Items listed in a dataset:
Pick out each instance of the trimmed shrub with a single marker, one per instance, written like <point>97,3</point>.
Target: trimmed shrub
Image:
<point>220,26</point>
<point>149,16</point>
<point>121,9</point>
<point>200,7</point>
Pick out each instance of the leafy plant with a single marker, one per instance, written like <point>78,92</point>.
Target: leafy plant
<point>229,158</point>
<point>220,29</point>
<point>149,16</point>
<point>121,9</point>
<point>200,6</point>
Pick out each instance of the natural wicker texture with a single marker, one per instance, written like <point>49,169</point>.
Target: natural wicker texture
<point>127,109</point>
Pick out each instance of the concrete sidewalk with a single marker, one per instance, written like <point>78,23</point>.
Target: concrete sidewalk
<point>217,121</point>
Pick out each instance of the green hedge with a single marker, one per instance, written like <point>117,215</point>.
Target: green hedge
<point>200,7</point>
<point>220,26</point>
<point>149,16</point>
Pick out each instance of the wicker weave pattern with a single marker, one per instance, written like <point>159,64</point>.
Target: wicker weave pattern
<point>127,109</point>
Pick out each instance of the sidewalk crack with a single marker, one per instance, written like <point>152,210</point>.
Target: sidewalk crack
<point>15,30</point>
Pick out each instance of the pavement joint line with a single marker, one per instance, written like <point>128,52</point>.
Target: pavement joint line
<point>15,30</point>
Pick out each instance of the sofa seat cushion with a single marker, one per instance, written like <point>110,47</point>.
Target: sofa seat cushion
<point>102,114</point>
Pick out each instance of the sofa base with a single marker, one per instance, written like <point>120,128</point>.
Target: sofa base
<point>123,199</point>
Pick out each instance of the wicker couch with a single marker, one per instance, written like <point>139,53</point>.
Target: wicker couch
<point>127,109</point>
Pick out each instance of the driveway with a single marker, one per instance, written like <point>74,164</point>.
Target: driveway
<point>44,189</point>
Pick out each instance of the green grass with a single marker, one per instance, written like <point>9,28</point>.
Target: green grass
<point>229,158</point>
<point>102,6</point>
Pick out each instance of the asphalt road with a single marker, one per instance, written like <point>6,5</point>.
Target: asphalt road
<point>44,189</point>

• Problem statement:
Where the string "trimmed" turns up in a line of the data above, copy that whole line.

• Result of this exercise:
Pick out each instance of the trimmed shrub with a single marker, one per instance, written like <point>97,3</point>.
Target: trimmed shrub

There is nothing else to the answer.